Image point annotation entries
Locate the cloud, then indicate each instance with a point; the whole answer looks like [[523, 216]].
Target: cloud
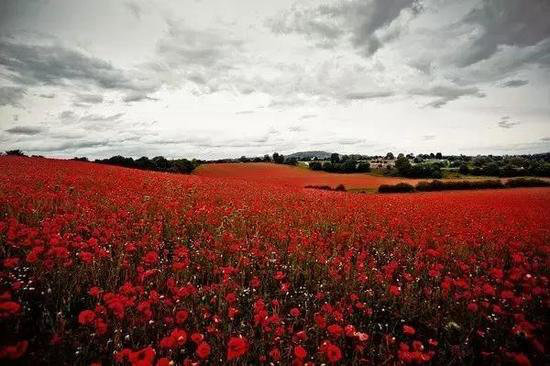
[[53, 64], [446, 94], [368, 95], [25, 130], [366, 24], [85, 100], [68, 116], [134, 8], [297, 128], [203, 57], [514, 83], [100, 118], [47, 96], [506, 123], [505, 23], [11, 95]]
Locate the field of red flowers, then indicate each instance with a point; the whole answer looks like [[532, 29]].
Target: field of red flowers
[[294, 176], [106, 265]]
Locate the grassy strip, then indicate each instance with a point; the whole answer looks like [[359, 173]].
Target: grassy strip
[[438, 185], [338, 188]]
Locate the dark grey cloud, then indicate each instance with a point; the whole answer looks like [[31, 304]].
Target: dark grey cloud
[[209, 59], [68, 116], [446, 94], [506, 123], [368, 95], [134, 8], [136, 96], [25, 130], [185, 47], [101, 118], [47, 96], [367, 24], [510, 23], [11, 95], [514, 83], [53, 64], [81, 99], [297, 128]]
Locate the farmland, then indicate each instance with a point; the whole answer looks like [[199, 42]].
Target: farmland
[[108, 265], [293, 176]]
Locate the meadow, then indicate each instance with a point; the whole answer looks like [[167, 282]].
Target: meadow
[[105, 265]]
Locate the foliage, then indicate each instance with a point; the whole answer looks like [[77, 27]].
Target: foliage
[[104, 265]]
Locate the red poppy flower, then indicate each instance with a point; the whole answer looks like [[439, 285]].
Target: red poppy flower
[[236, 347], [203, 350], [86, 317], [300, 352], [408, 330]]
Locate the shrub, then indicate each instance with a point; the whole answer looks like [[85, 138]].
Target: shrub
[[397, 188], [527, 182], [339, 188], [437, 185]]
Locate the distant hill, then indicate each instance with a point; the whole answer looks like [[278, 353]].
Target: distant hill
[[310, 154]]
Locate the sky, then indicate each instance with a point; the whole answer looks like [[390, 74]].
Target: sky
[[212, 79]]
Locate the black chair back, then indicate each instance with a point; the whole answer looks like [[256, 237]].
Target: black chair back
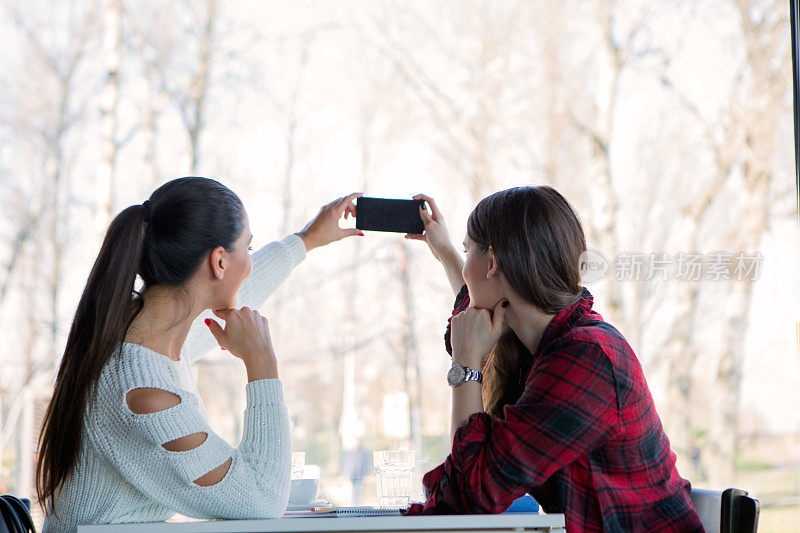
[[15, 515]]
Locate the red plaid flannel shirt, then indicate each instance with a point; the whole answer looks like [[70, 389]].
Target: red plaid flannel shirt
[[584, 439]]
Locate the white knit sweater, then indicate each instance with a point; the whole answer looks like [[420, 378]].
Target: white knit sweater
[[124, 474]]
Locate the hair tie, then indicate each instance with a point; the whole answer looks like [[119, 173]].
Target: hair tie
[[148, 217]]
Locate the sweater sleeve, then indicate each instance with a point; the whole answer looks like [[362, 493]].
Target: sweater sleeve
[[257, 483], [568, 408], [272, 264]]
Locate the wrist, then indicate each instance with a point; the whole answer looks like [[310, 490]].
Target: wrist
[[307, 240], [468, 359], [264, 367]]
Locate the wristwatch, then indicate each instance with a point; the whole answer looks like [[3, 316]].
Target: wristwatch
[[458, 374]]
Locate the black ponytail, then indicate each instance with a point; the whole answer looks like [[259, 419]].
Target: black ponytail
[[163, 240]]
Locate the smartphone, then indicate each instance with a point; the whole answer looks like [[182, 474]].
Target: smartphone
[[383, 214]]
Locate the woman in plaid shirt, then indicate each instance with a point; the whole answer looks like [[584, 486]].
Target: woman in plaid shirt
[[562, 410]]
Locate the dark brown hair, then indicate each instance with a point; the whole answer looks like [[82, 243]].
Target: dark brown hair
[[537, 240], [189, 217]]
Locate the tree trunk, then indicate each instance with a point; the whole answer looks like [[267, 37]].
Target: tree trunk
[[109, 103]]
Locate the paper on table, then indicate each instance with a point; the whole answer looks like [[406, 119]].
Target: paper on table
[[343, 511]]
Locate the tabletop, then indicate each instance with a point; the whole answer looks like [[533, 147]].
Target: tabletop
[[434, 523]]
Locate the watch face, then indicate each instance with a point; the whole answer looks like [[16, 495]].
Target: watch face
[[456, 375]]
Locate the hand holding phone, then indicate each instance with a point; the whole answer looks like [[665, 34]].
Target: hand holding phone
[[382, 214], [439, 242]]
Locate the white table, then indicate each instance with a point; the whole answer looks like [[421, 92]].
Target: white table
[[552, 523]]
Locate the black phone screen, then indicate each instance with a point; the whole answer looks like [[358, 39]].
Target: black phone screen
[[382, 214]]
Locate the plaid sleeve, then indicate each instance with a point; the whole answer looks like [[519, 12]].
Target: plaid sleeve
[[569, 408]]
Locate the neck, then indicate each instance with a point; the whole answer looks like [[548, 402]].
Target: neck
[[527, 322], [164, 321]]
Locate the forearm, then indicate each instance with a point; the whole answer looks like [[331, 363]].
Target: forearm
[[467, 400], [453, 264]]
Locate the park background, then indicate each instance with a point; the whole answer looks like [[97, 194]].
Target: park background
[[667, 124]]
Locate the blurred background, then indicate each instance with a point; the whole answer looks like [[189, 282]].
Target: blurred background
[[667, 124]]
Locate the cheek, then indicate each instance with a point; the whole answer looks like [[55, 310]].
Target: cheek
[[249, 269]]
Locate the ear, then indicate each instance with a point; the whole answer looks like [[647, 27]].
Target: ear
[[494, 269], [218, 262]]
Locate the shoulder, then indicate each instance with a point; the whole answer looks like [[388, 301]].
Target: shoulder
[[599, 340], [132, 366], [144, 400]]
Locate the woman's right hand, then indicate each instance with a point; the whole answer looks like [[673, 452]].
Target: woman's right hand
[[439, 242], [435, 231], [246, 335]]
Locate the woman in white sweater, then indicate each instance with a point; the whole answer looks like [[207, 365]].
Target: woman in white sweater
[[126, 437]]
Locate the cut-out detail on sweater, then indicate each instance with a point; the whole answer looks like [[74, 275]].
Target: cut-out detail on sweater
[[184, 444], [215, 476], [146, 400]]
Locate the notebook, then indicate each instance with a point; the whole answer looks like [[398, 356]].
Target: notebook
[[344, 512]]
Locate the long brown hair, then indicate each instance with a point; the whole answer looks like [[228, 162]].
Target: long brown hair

Task prompt:
Reproduce every line of the material above verbatim, omitting the pictures.

Exercise solution:
Locate the cloud, then indicate each instance with a point; the whole answer looks like [[523, 216]].
Target: cloud
[[53, 64], [446, 94], [368, 95], [25, 130], [366, 24], [85, 100], [68, 116], [134, 8], [297, 128], [203, 57], [514, 83], [100, 118], [47, 96], [506, 123], [505, 23], [11, 95]]
Locate the field of red flowers, then indicate each instance with a point; the whole answer looks like [[532, 29]].
Target: field of red flowers
[[294, 176], [106, 265]]
Locate the grassy strip, then indicate each instance with a point; the whole answer looks like [[359, 173]].
Target: grassy strip
[[438, 185], [338, 188]]
Locate the dark grey cloud, then indicate each instance with a point; the whole answer looks like [[31, 304]].
Target: dark grey cloud
[[209, 59], [68, 116], [446, 94], [506, 123], [368, 95], [134, 8], [136, 96], [25, 130], [185, 47], [101, 118], [47, 96], [367, 24], [510, 23], [11, 95], [514, 83], [53, 64], [81, 99], [297, 128]]
Locate the farmland, then indicate each instance with a point; the whole answer looks like [[199, 42]].
Target: farmland
[[108, 265], [293, 176]]
Locate the meadow, then indicate each instance with a point; the whole answer looks like [[167, 282]].
Target: meadow
[[105, 265]]
Locate the foliage, then indicate each instance with a point; the whole answer looks like [[77, 27]].
Target: foliage
[[104, 265]]
Locate the red poppy flower, then indicate each instance with a point; the whole answer looks like [[439, 285]].
Target: red poppy flower
[[236, 347], [203, 350], [86, 317], [300, 352], [408, 330]]
Locate the shrub, then indicate each instance with a point; the whole answer looks like [[85, 138]].
Target: shrub
[[397, 188], [527, 182], [339, 188], [437, 185]]
Locate the distant hill, then indicate each instance with a point; the whole answer looks like [[278, 353]].
Target: distant hill
[[310, 154]]
Locate the sky, then indicate each instance with a point; the whole answer looks like [[390, 74]].
Target: sky
[[212, 79]]
Locate the black chair back, then indicate each instance with a point; the whole answer looks like [[256, 237]].
Target: black chair back
[[15, 515]]
Locate the red plaid flannel shirt, then indicate each instance with a point; the whole answer looks like [[70, 389]].
Target: red plaid flannel shirt
[[584, 439]]
Locate the white knit sweater, then indicate each instance with a point; the whole answer looks like [[420, 378]].
Target: white knit sweater
[[124, 474]]
Locate the hair tie, then indicate each instance with a point; the whole answer looks like [[119, 173]].
Target: hair tie
[[148, 217]]
Locate the sweater sleeve, then indicate each instance with a point; the whole answer looks like [[362, 493]].
Target: sweater sleeve
[[257, 483], [568, 408], [272, 264]]
Locate the wrist, then indicate each instance with a point; the whole answer looks like [[310, 490]].
Target: wrist
[[307, 240], [468, 359], [264, 367]]
Locate the wristwatch, then indicate each instance with a point; the whole answer looks like [[3, 316]].
Target: wristwatch
[[458, 374]]
Locate the black ponytail, then indicate each instance with a point; the whole answer looks like [[259, 419]].
Target: black ponytail
[[163, 240]]
Locate the smartphone, then indicate each instance with a point; the whole answer looks like [[182, 474]].
Target: smartphone
[[383, 214]]
Locate the woman in plaid shirt, then indicate each instance with a point; the whole answer looks like [[584, 486]].
Target: woman in plaid shirt
[[562, 410]]
Locate the dark brown hair, then indicate each instance with a point; the whole answer looks like [[82, 243]].
Target: dark brown hair
[[537, 240], [189, 217]]
Locate the tree trunk, then indicate each instance with a point; the whole answer looks like [[267, 37]].
Target: tree trunk
[[109, 103]]
Locate the paper on table, then indicate each instance with a point; the whole answer looks like [[406, 119]].
Target: paper on table
[[343, 511]]
Locate the tabletop, then indicate each instance with a point; the whole answer looks like [[533, 147]].
Target: tabletop
[[434, 523]]
Locate the watch face, then indicate each instance with a point; the whole answer looks like [[16, 495]].
Target: watch face
[[456, 375]]
Locate the hand holding phone, then indicate each instance with a point; the whole answer looks like [[665, 34]].
Target: hand holding phone
[[382, 214], [439, 242]]
Locate the white table, then indicate each instance with a point; the whole answer looks like [[421, 92]].
Target: white table
[[552, 523]]
Locate the black phone screen, then indicate each instance with a point; the whole answer looks like [[358, 39]].
Target: black phone screen
[[382, 214]]
Locate the plaid sleeve, then indicate each instance with a point; the whole answer looks like [[519, 12]].
Target: plaid sleeve
[[569, 408]]
Locate the neck, then indicate each instance with a point; the whole answer looks like [[548, 402]].
Target: neck
[[527, 322], [164, 321]]
Locate the forearm, then indicate each instance with a point; the whole answer looks like [[331, 363]].
Target: forearm
[[467, 400], [453, 264]]
Locate the park background, then indicate each instance with a point; the whole answer looks like [[97, 194]].
Target: park background
[[667, 124]]
Locate the blurred background, then indicate each instance with a point; the whole answer looks like [[189, 282]].
Target: blurred background
[[667, 124]]
Locate the cheek, then indicate each instance with a point; the whole answer looks like [[55, 310]].
Target: cheek
[[249, 269]]
Locate the ear, then indicate each instance with a point; the whole answer looks like [[647, 27]].
Target: ear
[[494, 269], [218, 262]]
Locate the shoulder, then indicate each instance with a point; the whole answer looks like [[388, 301]].
Target: shoulder
[[599, 340], [132, 366], [144, 400]]
Locate the woman's right hand, then indicate each instance with a point; the whole answer looks like [[673, 452]].
Target: woman's right hand
[[439, 242], [435, 231], [246, 335]]
Locate the woman in white sweater, then indicate each instance with a point; the whole answer looks like [[207, 365]].
Target: woman in white sweater
[[126, 437]]
Locate the cut-out detail on sweater, then indicate each instance with a point; the whole answer looks like [[74, 275]].
Target: cut-out detail on sweater
[[184, 444], [215, 476], [146, 400]]
Locate the notebook, then indicate each instance with a point; the whole answer looks like [[398, 356]].
Target: notebook
[[344, 512]]
Locate the long brown hair, then indicate each instance with a point; the whole answer looks like [[228, 162]].
Target: long brown hair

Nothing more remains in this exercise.